Please render every line of the entries below as a JSON list of strings, one string per line, with blank lines and the pictures left out.
■ ■ ■
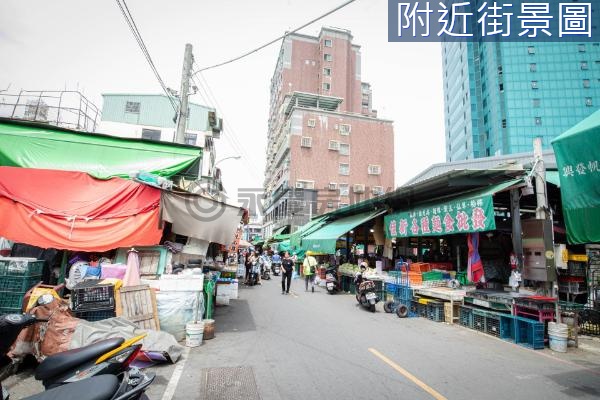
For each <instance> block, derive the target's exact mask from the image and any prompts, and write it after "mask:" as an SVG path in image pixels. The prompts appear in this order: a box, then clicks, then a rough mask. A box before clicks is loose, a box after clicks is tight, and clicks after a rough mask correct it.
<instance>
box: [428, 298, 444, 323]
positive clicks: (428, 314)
mask: <svg viewBox="0 0 600 400" xmlns="http://www.w3.org/2000/svg"><path fill="white" fill-rule="evenodd" d="M427 319H430V320H432V321H435V322H444V303H442V302H438V301H430V302H429V303H427Z"/></svg>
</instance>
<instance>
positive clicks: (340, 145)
mask: <svg viewBox="0 0 600 400" xmlns="http://www.w3.org/2000/svg"><path fill="white" fill-rule="evenodd" d="M339 152H340V155H341V156H349V155H350V145H349V144H348V143H340V149H339Z"/></svg>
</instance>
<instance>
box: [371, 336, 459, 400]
mask: <svg viewBox="0 0 600 400" xmlns="http://www.w3.org/2000/svg"><path fill="white" fill-rule="evenodd" d="M369 351H370V352H371V353H373V354H374V355H375V356H376V357H377V358H379V359H380V360H381V361H383V362H384V363H386V364H387V365H389V366H390V367H392V368H394V369H395V370H396V371H398V372H399V373H400V374H402V375H404V377H405V378H407V379H409V380H410V381H412V382H413V383H414V384H415V385H417V386H418V387H420V388H421V389H423V390H424V391H426V392H427V393H429V394H430V395H431V396H432V397H433V398H434V399H436V400H448V399H446V398H445V397H444V396H442V395H441V394H439V393H438V392H436V391H435V390H434V389H432V388H431V387H430V386H428V385H427V384H426V383H425V382H423V381H421V380H420V379H419V378H417V377H416V376H414V375H413V374H411V373H410V372H408V371H407V370H405V369H404V368H402V367H401V366H399V365H398V364H396V363H395V362H393V361H392V360H390V359H389V358H387V357H386V356H384V355H383V354H381V353H380V352H378V351H377V350H375V349H374V348H369Z"/></svg>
■ ■ ■
Result for this task:
[
  "For each <instance> block, derive the target's exact mask from the image and any prompts, and write it after \"mask:\" as an SVG path in image pixels. The prompts appear in this order: a box, then clicks, then a rough mask. A box before clicks is loose, a box after clicks is tight, and clicks after a rough mask correct it.",
  "<instance>",
  "box: [428, 298, 444, 323]",
  "positive clicks: (428, 314)",
  "mask: <svg viewBox=\"0 0 600 400\" xmlns=\"http://www.w3.org/2000/svg\"><path fill=\"white\" fill-rule=\"evenodd\" d=\"M427 319H430V320H432V321H435V322H444V303H442V302H438V301H430V302H429V303H427Z\"/></svg>",
  "</instance>",
  "<instance>",
  "positive clicks: (340, 145)",
  "mask: <svg viewBox=\"0 0 600 400\" xmlns=\"http://www.w3.org/2000/svg\"><path fill=\"white\" fill-rule=\"evenodd\" d=\"M339 152H340V155H341V156H349V155H350V145H349V144H348V143H340V149H339Z\"/></svg>",
  "</instance>",
  "<instance>",
  "box: [371, 336, 459, 400]",
  "mask: <svg viewBox=\"0 0 600 400\" xmlns=\"http://www.w3.org/2000/svg\"><path fill=\"white\" fill-rule=\"evenodd\" d=\"M369 351H370V352H371V353H373V354H374V355H375V356H376V357H377V358H379V359H380V360H381V361H383V362H384V363H386V364H387V365H389V366H390V367H392V368H394V369H395V370H396V371H398V372H399V373H400V374H402V375H404V377H405V378H407V379H409V380H410V381H412V382H413V383H414V384H415V385H417V386H418V387H420V388H421V389H423V390H424V391H426V392H427V393H429V394H430V395H431V396H432V397H433V398H434V399H436V400H448V399H446V398H445V397H444V396H442V395H441V394H439V393H438V392H436V391H435V390H434V389H432V388H431V387H430V386H428V385H427V384H426V383H425V382H423V381H421V380H420V379H419V378H417V377H416V376H414V375H413V374H411V373H410V372H408V371H407V370H405V369H404V368H402V367H401V366H399V365H398V364H396V363H395V362H393V361H392V360H390V359H389V358H387V357H386V356H384V355H383V354H381V353H380V352H378V351H377V350H375V349H374V348H369Z\"/></svg>"
]